EXERCISE TASK - Could you write out every entry exactly as it stands?

INPUT MATERIAL -
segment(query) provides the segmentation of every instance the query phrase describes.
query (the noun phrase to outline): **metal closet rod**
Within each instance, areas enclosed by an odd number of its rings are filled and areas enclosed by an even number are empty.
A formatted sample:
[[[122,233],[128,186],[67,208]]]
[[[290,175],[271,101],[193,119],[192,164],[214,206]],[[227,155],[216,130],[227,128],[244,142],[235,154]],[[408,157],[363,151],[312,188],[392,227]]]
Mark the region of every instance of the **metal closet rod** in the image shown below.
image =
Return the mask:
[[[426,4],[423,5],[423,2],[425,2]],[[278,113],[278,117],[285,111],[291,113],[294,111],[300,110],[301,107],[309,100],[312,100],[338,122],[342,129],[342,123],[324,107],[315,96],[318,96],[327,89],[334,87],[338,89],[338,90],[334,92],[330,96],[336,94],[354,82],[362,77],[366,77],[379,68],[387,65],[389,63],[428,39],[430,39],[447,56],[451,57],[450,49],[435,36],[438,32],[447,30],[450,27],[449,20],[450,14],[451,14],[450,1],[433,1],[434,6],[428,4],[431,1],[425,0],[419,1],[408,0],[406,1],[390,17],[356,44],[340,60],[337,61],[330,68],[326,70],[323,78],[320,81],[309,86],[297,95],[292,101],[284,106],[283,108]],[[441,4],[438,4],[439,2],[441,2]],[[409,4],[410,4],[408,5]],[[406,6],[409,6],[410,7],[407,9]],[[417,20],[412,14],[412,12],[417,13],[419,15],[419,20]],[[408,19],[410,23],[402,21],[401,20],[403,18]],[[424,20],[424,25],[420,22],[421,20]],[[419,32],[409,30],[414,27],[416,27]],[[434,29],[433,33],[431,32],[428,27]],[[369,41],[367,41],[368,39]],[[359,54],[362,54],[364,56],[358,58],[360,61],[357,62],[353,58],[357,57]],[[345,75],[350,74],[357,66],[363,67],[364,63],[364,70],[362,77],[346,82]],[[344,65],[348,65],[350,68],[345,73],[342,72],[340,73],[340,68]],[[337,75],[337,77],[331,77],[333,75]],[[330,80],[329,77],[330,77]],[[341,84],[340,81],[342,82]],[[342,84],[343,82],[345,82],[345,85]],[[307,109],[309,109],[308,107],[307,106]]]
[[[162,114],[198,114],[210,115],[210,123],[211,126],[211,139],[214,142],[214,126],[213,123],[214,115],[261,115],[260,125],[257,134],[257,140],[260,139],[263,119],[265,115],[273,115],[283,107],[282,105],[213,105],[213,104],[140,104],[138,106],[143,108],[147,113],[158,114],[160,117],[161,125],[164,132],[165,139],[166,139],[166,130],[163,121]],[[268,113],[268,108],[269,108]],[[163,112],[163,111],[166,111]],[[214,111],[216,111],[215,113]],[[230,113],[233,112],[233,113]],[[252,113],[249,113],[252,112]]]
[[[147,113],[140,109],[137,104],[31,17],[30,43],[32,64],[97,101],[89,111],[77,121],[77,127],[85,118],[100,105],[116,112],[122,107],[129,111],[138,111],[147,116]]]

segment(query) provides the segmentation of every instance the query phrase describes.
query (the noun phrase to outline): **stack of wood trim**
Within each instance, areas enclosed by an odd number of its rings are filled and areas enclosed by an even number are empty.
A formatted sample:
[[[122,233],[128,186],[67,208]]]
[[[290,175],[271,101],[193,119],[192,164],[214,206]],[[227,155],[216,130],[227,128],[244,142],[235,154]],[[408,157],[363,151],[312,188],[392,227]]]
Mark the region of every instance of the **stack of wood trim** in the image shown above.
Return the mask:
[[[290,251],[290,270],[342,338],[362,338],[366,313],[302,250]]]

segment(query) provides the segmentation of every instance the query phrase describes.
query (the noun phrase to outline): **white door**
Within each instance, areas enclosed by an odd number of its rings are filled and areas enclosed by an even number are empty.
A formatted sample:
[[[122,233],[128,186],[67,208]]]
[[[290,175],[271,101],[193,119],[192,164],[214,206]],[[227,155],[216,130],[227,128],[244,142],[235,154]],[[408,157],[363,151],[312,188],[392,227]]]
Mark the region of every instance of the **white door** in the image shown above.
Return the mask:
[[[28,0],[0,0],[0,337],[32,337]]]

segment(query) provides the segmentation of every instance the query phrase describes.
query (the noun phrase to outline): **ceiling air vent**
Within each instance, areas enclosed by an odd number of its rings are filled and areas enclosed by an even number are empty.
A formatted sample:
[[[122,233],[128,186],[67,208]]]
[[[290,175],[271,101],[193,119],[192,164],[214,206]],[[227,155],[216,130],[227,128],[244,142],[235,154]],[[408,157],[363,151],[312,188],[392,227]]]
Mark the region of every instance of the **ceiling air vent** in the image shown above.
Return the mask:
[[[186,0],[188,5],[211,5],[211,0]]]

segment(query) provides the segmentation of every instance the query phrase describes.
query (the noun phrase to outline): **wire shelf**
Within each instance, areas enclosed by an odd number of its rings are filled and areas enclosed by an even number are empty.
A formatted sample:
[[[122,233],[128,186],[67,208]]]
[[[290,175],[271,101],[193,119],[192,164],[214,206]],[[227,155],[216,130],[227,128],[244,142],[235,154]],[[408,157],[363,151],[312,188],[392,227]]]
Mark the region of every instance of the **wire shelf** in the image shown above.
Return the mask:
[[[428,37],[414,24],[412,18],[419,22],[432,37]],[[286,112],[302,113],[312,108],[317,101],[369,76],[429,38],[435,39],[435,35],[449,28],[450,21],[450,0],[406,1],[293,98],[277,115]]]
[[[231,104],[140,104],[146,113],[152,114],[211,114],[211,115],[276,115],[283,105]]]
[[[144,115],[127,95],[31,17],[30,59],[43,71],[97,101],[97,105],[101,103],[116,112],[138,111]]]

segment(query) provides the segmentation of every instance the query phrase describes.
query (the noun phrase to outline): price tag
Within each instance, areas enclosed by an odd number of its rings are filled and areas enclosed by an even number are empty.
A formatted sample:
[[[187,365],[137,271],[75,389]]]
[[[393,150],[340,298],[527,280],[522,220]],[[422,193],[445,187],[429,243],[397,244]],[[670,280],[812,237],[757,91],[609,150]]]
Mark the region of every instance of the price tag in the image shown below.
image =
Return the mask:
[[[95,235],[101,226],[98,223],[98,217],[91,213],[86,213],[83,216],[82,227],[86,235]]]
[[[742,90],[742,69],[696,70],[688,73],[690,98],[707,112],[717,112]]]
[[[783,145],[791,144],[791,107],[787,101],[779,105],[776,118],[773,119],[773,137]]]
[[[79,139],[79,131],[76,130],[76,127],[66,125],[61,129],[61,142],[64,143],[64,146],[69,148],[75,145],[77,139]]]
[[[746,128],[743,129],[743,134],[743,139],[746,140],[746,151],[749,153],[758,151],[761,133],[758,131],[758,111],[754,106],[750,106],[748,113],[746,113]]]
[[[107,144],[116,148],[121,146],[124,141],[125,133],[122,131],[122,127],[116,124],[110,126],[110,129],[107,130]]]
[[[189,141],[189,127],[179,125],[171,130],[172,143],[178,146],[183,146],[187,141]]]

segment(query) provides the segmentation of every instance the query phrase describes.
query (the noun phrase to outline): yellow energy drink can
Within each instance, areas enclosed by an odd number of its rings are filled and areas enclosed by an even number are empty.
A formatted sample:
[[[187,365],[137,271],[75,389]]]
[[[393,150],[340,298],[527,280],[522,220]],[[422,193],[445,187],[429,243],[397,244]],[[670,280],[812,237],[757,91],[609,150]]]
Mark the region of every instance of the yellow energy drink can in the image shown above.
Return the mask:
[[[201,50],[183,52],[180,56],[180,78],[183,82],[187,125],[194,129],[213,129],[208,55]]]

OUTPUT OF THE EXERCISE -
segment(query) provides the segmentation of every instance the query phrase describes.
query (the noun phrase to outline): **metal closet rod**
Within each instance, areas enclosed by an odd number of its rings are filled and areas enclosed by an even number are empty.
A formatted sample:
[[[122,233],[128,186],[67,208]]]
[[[290,175],[271,101],[193,119],[192,164],[214,206]],[[227,155],[216,130],[227,128],[244,142],[235,154]],[[408,157],[363,151],[312,188],[392,227]]]
Mark the region of every instance of the **metal closet rod** in the image shown below.
image =
Return the mask:
[[[426,4],[423,5],[423,2],[425,2]],[[278,113],[278,117],[285,111],[291,113],[294,111],[300,110],[301,107],[309,100],[312,100],[338,122],[342,129],[342,123],[324,107],[315,96],[318,96],[327,89],[334,87],[338,89],[338,90],[334,92],[330,96],[336,94],[354,82],[362,77],[366,77],[379,68],[387,65],[389,63],[428,39],[430,39],[447,56],[451,57],[450,49],[435,36],[438,32],[447,30],[450,27],[449,20],[450,14],[451,14],[450,1],[433,1],[434,6],[428,4],[431,1],[425,0],[419,1],[408,0],[406,1],[390,17],[356,44],[340,60],[337,61],[330,68],[326,70],[323,78],[320,81],[309,86],[297,95],[292,101],[284,106],[283,108]],[[441,4],[438,4],[439,2],[441,2]],[[409,4],[410,4],[408,5]],[[406,6],[409,6],[410,7],[407,9]],[[417,20],[412,14],[412,12],[417,13],[419,15],[419,20]],[[408,19],[410,23],[402,21],[401,20],[403,18]],[[424,20],[424,25],[420,22],[421,20]],[[419,32],[409,30],[414,27],[416,27]],[[434,29],[433,33],[431,32],[428,27]],[[369,41],[367,41],[368,39]],[[359,54],[362,54],[364,56],[358,58],[360,61],[357,62],[353,58],[357,57]],[[345,75],[350,74],[357,66],[363,67],[364,63],[364,70],[362,77],[346,82]],[[344,65],[348,65],[350,68],[345,73],[342,72],[340,73],[340,68]],[[337,75],[337,77],[331,77],[333,75]],[[330,80],[329,77],[330,77]],[[341,84],[340,81],[342,82]],[[342,84],[343,82],[345,82],[345,85]],[[307,109],[309,109],[308,107],[307,106]]]
[[[162,114],[198,114],[210,115],[210,123],[211,126],[211,139],[214,142],[214,126],[213,123],[214,115],[261,115],[260,125],[257,134],[257,140],[260,139],[263,119],[265,115],[273,115],[283,107],[282,105],[213,105],[213,104],[140,104],[138,106],[143,108],[147,113],[158,114],[160,117],[161,125],[164,132],[165,139],[166,139],[166,130],[163,121]],[[268,113],[268,108],[269,108]],[[163,112],[163,111],[166,111]],[[214,111],[216,111],[215,113]],[[230,113],[233,112],[233,113]],[[252,113],[249,113],[252,112]]]
[[[147,113],[140,109],[137,104],[31,17],[30,43],[32,64],[97,101],[89,111],[77,121],[77,127],[85,118],[100,105],[116,112],[122,107],[129,111],[138,111],[147,116]]]

segment(query) provides the segmentation of every instance the query phrase describes.
query (the noun phrase to outline): **stack of wood trim**
Within each instance, areas enclosed by an odd number of its rings are filled and areas enclosed by an even number are empty.
A formatted sample:
[[[122,233],[128,186],[67,208]]]
[[[290,175],[271,101],[193,119],[192,164],[214,206]],[[227,155],[216,130],[227,128],[244,142],[235,154]],[[408,157],[363,151],[312,188],[392,227]]]
Mark the region of every instance of the **stack of wood trim** in the image shown above.
Return the mask:
[[[290,251],[290,270],[342,338],[362,338],[366,313],[302,250]]]

segment(query) provides the segmentation of every instance the query phrase describes.
query (the noun phrase to outline): **white door**
Within each instance, areas enclosed by an odd number of its rings are filled and areas enclosed by an even number are empty.
A formatted sample:
[[[122,233],[128,186],[67,208]]]
[[[290,175],[271,101],[193,119],[192,164],[214,206]],[[227,155],[216,130],[227,128],[244,142],[235,154]],[[408,157],[363,151],[312,188],[392,227]]]
Mark the region of every instance of the **white door** in the image shown above.
Return the mask:
[[[28,0],[0,0],[0,337],[32,337]]]

segment(query) provides the segmentation of every instance the query phrase describes.
query (the noun phrase to outline): **ceiling air vent**
Within each instance, areas enclosed by an odd number of its rings are filled and areas enclosed by an even number are empty.
A formatted sample:
[[[122,233],[128,186],[67,208]]]
[[[290,175],[271,101],[193,119],[192,164],[214,206]],[[227,155],[216,130],[227,128],[244,142],[235,154]],[[408,157],[363,151],[312,188],[392,227]]]
Mark the region of every instance of the **ceiling air vent** in the image shown above.
Return the mask:
[[[186,0],[188,5],[211,5],[211,0]]]

segment(query) provides the segmentation of every instance the query phrase describes.
query (the noun phrase to outline): **wire shelf**
Within each instance, areas enclosed by an odd number of its rings are filled and areas enclosed by an even number are empty.
A formatted sample:
[[[122,233],[128,186],[67,208]]]
[[[290,175],[271,101],[193,119],[192,164],[214,206]],[[227,155],[216,130],[227,128],[244,142],[235,154]],[[408,157],[363,151],[312,188],[392,227]]]
Mark the region of every instance of the **wire shelf** in the image shown above.
Return the mask:
[[[428,37],[414,24],[412,18],[419,22],[432,37]],[[286,112],[302,113],[312,108],[317,101],[369,76],[429,38],[435,39],[435,35],[449,28],[450,21],[450,0],[406,1],[293,98],[277,115]]]
[[[231,104],[140,104],[146,113],[152,114],[211,114],[211,115],[276,115],[283,105]]]
[[[144,115],[127,95],[31,17],[30,59],[43,71],[97,101],[97,105],[101,103],[116,112],[138,111]]]

segment(query) provides the segmentation of every instance the query phrase describes.
query (the noun phrase to outline): price tag
Within each instance, areas enclosed by an odd number of its rings are filled and areas enclosed by an even number are empty.
A formatted sample:
[[[187,365],[137,271],[75,389]]]
[[[393,150],[340,298],[527,280],[522,220]],[[422,193],[445,187],[429,243],[397,244]],[[670,280],[812,237],[757,91],[609,150]]]
Mark the region of every instance of the price tag in the image shown below.
image =
Return the mask:
[[[95,235],[101,226],[98,223],[98,217],[91,213],[86,213],[83,216],[82,227],[86,235]]]
[[[742,90],[742,69],[696,70],[688,73],[690,98],[707,112],[717,112]]]
[[[783,145],[791,144],[791,107],[787,101],[779,105],[776,118],[773,119],[773,137]]]
[[[79,139],[79,131],[76,130],[76,127],[66,125],[61,129],[61,142],[64,143],[64,146],[69,148],[75,145],[77,139]]]
[[[746,128],[743,129],[743,134],[743,139],[746,140],[746,151],[749,153],[758,151],[761,133],[758,131],[758,111],[754,106],[750,106],[748,113],[746,113]]]
[[[107,144],[116,148],[121,146],[124,141],[125,133],[122,131],[122,127],[116,124],[110,126],[110,129],[107,130]]]
[[[189,141],[189,127],[179,125],[171,130],[172,143],[178,146],[183,146],[187,141]]]

segment(query) provides the segmentation of every instance the query phrase describes.
query (the noun phrase to outline): yellow energy drink can
Within each instance, areas enclosed by an odd number of its rings are filled and areas enclosed by an even number are empty.
A formatted sample:
[[[187,365],[137,271],[75,389]]]
[[[393,150],[340,298],[527,280],[522,220]],[[422,193],[445,187],[429,243],[397,244]],[[670,280],[812,237],[757,91],[609,150]]]
Mark the region of every instance of the yellow energy drink can in the image shown above.
Return the mask:
[[[201,50],[183,52],[180,56],[180,78],[183,82],[187,125],[194,129],[213,129],[208,55]]]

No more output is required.